* Entradas de datos guardadas:
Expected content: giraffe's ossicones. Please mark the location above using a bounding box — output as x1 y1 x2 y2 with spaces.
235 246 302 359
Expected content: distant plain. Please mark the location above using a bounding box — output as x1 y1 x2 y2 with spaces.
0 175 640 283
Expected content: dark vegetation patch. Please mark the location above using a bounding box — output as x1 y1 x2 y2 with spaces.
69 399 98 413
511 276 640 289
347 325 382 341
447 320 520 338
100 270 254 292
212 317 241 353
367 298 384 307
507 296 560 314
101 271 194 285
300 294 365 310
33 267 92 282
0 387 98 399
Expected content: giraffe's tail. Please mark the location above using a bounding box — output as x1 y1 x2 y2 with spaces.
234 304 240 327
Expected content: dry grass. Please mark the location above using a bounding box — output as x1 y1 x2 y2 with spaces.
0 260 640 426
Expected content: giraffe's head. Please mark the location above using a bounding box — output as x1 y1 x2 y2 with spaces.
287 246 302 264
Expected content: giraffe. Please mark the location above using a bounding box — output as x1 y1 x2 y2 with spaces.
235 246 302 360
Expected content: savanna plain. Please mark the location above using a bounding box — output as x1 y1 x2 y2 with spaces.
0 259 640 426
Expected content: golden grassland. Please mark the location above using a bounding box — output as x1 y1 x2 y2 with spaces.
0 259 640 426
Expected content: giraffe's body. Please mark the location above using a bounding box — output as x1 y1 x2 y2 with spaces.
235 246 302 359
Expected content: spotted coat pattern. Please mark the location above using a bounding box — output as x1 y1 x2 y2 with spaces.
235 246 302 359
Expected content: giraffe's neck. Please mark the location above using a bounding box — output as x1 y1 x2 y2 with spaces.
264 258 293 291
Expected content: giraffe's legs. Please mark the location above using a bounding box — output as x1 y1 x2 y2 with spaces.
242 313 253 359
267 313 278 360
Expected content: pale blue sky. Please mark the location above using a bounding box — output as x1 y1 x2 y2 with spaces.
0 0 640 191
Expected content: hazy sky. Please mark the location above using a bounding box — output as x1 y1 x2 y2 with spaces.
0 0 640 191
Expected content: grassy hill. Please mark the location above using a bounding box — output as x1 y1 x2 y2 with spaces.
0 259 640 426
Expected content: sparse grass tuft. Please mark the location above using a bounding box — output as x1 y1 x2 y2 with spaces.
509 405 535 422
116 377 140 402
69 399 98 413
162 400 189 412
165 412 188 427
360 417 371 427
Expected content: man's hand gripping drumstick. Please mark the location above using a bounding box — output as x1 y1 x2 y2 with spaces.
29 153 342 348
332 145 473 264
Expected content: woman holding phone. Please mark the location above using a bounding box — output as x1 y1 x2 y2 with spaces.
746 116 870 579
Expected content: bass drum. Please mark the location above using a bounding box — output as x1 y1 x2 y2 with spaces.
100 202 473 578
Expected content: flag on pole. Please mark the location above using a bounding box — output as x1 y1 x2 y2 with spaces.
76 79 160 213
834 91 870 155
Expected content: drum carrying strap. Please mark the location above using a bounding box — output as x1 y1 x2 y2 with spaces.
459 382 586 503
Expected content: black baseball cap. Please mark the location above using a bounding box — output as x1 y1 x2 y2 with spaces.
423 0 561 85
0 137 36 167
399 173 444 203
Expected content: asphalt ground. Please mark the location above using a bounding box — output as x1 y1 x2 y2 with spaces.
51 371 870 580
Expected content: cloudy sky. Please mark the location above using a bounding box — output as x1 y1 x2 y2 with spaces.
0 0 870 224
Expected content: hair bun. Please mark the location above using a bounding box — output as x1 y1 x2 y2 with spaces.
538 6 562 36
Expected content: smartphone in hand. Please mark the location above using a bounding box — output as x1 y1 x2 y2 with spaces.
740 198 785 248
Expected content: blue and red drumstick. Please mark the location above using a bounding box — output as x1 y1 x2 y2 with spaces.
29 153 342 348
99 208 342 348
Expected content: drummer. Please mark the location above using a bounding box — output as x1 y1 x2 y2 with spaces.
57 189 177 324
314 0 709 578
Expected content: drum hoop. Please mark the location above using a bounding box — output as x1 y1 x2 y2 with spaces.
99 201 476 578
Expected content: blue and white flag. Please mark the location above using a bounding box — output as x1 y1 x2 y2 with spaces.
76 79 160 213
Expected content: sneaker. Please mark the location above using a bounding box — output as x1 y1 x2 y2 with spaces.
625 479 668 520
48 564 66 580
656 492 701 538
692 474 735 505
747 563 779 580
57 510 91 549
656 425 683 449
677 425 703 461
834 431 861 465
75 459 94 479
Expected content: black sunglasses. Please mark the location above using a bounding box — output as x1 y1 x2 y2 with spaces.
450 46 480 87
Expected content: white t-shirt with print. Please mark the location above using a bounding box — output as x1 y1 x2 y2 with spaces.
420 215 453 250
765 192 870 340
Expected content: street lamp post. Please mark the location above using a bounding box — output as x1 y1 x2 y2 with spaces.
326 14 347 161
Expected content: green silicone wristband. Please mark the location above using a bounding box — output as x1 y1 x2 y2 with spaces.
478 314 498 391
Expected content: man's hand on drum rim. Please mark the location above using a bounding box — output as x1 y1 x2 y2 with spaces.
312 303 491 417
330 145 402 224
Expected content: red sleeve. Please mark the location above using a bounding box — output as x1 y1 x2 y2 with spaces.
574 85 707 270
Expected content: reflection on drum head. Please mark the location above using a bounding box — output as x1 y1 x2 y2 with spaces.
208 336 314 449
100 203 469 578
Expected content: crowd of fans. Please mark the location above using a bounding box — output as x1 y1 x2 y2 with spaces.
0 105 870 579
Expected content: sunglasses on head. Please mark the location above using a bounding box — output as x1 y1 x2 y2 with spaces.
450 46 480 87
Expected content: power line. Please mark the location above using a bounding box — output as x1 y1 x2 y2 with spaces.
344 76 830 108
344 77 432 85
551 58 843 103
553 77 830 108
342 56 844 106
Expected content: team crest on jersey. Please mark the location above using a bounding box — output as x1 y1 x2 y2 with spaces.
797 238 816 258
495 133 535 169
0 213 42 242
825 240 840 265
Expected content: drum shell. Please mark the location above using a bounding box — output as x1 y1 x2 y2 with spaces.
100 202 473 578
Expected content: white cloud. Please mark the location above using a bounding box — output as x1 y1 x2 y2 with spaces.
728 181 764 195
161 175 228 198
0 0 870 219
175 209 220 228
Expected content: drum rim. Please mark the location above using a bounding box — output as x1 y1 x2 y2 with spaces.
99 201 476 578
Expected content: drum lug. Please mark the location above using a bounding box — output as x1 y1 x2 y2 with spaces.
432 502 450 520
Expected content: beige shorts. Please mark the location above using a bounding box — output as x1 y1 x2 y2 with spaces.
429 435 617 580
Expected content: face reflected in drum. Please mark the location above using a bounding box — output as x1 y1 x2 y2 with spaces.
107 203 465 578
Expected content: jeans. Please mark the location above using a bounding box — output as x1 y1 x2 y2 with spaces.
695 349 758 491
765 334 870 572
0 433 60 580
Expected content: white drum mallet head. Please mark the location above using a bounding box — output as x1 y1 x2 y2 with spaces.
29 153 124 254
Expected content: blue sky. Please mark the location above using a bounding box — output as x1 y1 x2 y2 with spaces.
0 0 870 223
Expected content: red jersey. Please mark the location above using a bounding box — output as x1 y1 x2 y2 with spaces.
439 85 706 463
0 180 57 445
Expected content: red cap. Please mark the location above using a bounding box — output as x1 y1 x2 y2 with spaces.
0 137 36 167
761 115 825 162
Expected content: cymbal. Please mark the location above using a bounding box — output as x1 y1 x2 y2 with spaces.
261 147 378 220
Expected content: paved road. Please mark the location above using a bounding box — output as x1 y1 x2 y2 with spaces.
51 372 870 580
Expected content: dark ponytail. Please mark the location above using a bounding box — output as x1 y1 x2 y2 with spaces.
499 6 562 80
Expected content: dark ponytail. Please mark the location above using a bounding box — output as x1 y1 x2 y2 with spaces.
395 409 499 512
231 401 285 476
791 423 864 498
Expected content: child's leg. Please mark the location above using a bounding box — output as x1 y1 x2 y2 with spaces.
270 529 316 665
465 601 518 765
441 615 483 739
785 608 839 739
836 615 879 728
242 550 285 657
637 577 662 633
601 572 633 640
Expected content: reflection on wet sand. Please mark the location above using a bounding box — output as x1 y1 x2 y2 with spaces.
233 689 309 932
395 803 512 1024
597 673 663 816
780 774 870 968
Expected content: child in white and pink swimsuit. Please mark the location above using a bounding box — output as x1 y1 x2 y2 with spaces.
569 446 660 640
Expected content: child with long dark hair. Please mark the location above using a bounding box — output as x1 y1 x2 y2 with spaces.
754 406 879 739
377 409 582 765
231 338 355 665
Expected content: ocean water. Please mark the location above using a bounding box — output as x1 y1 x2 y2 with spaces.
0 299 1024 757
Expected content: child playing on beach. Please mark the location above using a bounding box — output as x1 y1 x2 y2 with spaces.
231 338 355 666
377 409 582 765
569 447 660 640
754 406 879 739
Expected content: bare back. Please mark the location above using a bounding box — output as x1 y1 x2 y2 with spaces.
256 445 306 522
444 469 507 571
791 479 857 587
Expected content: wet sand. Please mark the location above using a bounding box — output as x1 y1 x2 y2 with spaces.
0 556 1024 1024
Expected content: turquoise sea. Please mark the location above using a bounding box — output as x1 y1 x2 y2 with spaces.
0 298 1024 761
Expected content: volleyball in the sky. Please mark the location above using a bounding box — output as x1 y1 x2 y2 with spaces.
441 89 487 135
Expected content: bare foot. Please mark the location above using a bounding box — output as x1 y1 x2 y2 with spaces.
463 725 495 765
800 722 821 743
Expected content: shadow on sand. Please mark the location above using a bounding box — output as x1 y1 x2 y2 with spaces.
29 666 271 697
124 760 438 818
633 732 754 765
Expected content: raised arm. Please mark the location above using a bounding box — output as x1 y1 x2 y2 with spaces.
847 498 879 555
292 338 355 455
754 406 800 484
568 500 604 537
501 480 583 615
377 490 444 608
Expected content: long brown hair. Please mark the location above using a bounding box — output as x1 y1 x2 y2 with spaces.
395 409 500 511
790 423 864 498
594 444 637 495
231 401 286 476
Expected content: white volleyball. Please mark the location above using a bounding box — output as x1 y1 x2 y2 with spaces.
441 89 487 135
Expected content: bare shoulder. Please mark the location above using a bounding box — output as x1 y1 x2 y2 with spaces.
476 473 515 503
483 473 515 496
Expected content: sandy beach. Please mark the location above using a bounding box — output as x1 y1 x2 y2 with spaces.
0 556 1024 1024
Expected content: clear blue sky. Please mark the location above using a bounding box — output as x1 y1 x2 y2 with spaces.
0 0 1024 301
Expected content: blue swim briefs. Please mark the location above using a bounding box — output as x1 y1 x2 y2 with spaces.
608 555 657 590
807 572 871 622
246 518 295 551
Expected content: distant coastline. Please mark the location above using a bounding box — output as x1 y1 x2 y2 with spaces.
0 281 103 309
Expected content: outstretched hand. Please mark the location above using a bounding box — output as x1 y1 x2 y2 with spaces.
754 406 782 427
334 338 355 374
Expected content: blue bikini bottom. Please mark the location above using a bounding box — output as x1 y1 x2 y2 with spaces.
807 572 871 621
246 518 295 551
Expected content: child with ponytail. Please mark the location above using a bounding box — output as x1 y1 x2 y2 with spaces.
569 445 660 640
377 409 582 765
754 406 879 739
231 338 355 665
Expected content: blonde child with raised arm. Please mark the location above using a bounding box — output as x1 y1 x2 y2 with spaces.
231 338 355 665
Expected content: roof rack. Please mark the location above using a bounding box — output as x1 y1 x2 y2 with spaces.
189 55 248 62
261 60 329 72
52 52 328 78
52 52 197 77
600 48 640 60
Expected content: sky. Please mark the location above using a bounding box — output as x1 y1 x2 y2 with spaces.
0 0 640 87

* OBJETIVO: Selecciona todas las líneas de las entradas donde aparezca la palabra "black" y cópialas tal como están.

* RESULTADO:
Expected content: black baseball cap. Please mark the location above using a bounding box — output as x1 y1 x2 y2 with spaces.
Expected content: black sunglasses. Please mark the location above using a bounding box — output as x1 y1 x2 y2 with spaces.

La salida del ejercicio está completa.